━━━ INPUT DATA

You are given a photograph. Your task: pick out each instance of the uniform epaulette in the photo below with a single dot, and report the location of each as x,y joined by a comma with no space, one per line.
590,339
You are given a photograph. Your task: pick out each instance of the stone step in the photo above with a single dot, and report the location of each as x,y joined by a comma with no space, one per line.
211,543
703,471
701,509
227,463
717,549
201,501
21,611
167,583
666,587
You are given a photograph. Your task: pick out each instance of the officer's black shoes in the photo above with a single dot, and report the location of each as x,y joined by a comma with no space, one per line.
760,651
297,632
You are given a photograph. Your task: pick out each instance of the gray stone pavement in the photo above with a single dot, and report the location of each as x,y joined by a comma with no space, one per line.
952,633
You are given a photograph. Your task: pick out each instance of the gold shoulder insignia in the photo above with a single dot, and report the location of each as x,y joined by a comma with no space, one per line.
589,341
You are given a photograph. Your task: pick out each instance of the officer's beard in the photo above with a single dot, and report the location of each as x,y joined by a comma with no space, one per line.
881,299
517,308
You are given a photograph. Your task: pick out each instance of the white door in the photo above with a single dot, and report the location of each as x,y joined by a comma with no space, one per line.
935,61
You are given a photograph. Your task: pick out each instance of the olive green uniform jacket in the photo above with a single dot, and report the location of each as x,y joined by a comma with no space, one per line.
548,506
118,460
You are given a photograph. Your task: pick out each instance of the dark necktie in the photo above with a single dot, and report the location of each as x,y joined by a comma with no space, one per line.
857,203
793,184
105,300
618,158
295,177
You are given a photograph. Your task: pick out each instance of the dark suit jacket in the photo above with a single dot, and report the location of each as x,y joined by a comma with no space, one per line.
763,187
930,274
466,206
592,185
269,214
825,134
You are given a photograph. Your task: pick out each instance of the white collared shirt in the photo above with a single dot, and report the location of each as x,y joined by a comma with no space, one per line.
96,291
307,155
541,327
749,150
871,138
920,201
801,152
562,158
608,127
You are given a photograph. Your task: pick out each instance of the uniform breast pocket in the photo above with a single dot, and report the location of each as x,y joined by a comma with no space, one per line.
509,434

━━━━━━

### SHORT EXERCISE
Write out again every line of the material from the line with "the dark suit" through the end of the material, requests included. In the answers, scale each x and y point coordinate by 2.1 and round to whole numbers, with halves going up.

### CORRECT RESULT
You are given a photograph. Your task: pick out each instance of the dark suit jacket in the photo above with a single dot, and report the location of each as x,y joined by a comma with no space, one per line.
1602,393
1953,575
979,433
1243,389
565,449
1733,281
You are given a photograph. Your task: pick out each instance of the white collared shirt in the photo above with a single dot, and report the location of each as x,y joined by a comma with no space, one per line.
202,611
645,326
1136,687
1573,315
1829,290
1932,422
1682,319
1180,332
1277,267
You are given a photograph. Your task: pick out each instance of the uniform breast pocket in the photo above with a single dot, and report the location of each as x,y joined by a comma with no space, one per line.
1069,911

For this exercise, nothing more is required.